[Some records]
------------------------------------------------------------
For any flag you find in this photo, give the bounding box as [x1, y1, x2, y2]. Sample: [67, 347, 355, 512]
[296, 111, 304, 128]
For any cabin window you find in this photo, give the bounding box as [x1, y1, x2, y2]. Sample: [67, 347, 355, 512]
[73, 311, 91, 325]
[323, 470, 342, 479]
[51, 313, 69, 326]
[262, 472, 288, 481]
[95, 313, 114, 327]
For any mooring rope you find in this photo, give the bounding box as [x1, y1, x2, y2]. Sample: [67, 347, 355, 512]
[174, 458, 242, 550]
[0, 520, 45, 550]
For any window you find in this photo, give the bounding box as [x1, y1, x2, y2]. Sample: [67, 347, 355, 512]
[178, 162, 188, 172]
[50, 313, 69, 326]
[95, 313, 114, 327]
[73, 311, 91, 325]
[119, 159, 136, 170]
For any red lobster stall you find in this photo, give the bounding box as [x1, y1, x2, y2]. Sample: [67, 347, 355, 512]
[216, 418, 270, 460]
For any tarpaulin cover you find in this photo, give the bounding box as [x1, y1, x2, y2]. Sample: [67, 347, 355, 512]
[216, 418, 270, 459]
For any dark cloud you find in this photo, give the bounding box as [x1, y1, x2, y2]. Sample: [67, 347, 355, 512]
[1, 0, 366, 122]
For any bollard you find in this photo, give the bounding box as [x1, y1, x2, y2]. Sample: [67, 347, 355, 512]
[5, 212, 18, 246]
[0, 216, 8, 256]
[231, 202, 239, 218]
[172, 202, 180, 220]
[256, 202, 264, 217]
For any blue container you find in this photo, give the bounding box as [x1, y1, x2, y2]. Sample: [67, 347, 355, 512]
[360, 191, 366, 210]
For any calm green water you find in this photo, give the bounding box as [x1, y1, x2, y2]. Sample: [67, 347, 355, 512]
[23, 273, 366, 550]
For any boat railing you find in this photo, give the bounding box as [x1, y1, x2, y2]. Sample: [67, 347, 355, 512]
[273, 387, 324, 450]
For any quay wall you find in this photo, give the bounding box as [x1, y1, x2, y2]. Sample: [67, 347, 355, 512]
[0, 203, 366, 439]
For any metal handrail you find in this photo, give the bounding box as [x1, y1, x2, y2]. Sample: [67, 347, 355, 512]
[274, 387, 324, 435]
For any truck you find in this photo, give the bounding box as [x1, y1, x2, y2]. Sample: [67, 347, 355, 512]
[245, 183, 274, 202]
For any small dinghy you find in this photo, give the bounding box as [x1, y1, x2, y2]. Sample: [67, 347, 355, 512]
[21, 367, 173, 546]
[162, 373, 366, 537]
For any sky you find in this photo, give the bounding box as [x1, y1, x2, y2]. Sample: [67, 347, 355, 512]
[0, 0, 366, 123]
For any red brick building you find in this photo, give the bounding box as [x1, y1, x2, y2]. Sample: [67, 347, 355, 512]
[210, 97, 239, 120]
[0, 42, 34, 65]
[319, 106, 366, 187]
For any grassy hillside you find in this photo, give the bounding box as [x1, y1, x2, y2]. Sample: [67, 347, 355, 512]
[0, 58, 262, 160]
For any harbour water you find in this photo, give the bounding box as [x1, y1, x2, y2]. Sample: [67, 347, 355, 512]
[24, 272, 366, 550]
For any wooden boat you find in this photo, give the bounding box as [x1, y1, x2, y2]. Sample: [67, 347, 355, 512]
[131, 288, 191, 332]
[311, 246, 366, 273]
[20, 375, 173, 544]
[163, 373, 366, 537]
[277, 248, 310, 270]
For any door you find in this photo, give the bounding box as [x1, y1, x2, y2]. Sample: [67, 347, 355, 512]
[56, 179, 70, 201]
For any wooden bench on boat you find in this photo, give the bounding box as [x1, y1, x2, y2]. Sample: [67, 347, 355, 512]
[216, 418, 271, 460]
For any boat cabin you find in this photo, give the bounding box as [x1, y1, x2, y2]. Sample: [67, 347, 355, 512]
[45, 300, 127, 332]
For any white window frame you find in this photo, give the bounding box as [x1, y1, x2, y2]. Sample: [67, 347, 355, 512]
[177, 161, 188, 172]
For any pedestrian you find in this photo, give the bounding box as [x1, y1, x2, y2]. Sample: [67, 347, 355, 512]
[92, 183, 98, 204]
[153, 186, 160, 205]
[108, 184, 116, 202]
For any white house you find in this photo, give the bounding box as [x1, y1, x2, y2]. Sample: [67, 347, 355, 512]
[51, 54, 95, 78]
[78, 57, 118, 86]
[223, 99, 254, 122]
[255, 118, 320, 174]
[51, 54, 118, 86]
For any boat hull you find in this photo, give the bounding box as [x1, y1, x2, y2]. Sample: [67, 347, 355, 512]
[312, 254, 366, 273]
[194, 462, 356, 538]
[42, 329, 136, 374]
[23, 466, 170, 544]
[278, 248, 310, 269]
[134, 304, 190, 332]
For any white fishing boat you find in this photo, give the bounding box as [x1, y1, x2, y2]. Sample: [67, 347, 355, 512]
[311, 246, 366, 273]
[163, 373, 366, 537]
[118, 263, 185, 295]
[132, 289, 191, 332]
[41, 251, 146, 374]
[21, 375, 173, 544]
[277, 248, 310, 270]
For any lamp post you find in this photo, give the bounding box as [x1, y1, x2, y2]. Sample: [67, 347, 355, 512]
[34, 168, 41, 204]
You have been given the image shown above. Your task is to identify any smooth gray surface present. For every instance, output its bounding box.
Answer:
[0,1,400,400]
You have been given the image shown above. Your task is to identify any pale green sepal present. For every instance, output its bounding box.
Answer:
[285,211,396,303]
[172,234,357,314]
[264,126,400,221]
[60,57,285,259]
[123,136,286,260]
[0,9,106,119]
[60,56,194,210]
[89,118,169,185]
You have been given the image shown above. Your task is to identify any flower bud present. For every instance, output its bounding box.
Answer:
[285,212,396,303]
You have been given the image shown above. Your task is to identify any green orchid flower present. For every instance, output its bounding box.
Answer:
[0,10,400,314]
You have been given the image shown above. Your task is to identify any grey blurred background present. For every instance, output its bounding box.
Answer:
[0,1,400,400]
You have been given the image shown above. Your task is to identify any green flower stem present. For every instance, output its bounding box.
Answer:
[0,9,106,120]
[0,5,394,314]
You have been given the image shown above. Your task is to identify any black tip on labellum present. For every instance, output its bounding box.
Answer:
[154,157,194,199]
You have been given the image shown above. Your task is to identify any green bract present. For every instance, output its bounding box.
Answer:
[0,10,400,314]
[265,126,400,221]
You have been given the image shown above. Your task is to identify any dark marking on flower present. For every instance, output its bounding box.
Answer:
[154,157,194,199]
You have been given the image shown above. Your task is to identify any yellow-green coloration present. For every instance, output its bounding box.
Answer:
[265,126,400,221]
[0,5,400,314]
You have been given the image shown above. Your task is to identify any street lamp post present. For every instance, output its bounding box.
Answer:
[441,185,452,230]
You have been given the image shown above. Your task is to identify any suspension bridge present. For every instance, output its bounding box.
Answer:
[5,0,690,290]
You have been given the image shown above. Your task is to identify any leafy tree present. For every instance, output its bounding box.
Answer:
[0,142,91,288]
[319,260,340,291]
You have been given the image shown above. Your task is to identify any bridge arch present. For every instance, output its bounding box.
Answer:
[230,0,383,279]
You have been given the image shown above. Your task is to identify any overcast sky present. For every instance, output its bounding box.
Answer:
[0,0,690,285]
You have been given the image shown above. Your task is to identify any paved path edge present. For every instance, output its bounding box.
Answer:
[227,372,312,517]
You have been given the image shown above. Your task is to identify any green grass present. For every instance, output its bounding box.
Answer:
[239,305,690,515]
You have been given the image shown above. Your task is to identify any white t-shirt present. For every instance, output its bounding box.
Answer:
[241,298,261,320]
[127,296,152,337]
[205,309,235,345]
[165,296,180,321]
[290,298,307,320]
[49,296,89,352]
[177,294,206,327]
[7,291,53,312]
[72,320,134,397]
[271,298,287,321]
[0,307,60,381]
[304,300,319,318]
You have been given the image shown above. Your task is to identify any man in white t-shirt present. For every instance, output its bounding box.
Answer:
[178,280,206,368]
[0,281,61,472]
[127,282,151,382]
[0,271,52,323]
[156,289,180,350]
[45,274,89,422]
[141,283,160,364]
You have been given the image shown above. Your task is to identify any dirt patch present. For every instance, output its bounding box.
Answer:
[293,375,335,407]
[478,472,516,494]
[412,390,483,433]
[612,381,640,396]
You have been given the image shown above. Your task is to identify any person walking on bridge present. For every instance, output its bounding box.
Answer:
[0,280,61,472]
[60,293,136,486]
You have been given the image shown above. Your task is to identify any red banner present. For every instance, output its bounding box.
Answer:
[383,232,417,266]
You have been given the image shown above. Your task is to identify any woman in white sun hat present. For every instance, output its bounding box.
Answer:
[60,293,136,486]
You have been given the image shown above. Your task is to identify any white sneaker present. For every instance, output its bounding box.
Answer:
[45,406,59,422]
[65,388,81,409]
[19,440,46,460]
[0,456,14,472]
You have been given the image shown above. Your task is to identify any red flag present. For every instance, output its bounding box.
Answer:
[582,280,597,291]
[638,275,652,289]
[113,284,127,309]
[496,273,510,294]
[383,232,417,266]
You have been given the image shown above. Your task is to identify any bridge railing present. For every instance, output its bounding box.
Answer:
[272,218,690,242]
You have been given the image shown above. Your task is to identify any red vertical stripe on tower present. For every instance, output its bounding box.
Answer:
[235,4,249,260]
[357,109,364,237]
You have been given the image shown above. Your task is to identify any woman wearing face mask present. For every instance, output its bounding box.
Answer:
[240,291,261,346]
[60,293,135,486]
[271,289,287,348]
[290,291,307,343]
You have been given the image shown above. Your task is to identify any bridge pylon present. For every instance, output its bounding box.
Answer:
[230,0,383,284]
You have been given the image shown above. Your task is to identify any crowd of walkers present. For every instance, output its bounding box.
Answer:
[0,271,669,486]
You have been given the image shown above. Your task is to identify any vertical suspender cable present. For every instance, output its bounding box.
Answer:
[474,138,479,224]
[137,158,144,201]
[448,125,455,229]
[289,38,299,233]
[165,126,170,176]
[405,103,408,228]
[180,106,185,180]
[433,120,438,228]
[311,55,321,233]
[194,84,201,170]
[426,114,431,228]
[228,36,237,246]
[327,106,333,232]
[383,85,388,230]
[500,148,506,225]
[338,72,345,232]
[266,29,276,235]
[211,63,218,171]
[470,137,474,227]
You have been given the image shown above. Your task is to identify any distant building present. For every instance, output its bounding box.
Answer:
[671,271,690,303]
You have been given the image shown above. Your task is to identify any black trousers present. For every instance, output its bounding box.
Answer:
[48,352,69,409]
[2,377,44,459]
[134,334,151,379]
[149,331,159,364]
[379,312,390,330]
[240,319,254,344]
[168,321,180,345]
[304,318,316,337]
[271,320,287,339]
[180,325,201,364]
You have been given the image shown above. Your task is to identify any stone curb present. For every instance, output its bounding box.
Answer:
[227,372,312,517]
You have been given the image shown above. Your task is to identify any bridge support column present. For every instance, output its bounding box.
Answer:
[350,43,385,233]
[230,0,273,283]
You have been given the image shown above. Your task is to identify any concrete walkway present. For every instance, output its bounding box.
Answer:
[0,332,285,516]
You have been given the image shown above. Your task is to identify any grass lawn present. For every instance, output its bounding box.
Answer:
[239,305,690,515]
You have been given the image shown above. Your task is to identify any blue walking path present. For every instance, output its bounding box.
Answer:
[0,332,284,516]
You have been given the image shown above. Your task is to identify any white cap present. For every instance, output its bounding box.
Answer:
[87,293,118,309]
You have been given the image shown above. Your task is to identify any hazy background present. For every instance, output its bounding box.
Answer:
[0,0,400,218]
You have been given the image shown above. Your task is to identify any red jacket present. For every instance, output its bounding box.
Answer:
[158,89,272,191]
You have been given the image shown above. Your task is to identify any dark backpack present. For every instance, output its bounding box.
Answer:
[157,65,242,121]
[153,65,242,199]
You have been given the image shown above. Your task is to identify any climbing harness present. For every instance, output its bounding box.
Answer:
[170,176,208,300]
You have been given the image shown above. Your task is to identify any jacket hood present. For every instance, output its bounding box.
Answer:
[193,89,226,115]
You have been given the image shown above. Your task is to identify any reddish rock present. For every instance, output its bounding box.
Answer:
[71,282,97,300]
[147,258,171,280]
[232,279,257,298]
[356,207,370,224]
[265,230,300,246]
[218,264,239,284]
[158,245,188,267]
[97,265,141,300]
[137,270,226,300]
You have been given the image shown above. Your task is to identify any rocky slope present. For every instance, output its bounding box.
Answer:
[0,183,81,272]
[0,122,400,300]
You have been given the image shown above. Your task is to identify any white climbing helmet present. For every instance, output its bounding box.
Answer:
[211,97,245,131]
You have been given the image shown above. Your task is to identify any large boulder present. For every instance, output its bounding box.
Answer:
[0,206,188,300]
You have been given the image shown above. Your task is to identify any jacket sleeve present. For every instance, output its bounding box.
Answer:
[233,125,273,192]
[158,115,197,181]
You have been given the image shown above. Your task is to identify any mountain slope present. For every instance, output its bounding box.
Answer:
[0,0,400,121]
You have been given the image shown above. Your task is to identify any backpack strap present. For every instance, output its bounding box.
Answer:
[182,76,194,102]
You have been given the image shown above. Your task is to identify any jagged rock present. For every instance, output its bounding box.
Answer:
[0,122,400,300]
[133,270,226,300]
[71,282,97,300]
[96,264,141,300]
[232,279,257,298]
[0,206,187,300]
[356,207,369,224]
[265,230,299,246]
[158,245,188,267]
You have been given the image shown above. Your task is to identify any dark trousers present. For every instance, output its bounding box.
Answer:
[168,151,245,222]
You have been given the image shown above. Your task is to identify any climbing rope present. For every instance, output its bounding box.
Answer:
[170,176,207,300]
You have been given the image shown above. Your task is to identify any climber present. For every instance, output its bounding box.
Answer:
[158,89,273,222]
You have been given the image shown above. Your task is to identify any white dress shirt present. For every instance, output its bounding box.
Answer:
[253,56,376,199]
------------------------------------------------------------
> To do
Please write out again the lines starting with the one that contains "identify any reddish" and going on through the one that contains "[170,176,207,300]", swapping "jacket sleeve" for "coat sleeve" and leaving everything else unchanged.

> Expected answer
You have been given the image shown above. Your task is to identify any reddish rock present. For every instance, output its bounding box.
Answer:
[71,282,97,300]
[147,258,171,280]
[232,279,257,298]
[356,207,370,224]
[265,230,300,246]
[218,264,239,284]
[158,245,188,267]
[97,265,141,300]
[137,270,226,300]
You have been given the image shown above. Your task is to identify any rocky slope present. For every instance, output its bounding box.
Answer:
[0,183,81,272]
[0,122,400,300]
You have been given the image shown above. Your task is to identify any white climbing helmet present. For every instance, output its bounding box.
Answer:
[211,97,245,131]
You have been given the image shown above. Your task is to identify any large boulder present. For every instance, output its bounding box.
Answer:
[0,206,188,300]
You have been given the image shown above. Your task is to identify any coat sleeve present. For every instance, output its bounding box.
Answer:
[233,125,273,192]
[158,115,197,181]
You have been given the image shown above. Your task is to identify any mountain slope present. For every instance, output its bounding box.
Answer:
[0,0,400,121]
You have been given the image shown above. Your task is to identify any backpack strap present. For every instance, output its bounding box.
Answer:
[182,76,194,102]
You have been given the image shown above. Your task is to identify any jagged rock present. For every instance, output its bounding box.
Answer:
[0,122,400,300]
[133,270,226,300]
[71,282,97,300]
[96,264,141,300]
[232,279,257,298]
[0,206,187,300]
[356,207,369,224]
[265,230,299,246]
[158,245,188,267]
You have been given the image shown above. Your task is to identify any dark trousers present. For every instance, output its bounding box.
Answer:
[168,151,245,222]
You have been given the image shown above. Your task is to identify any climbing rope present. For every instance, output its bounding box.
Answer:
[170,176,207,300]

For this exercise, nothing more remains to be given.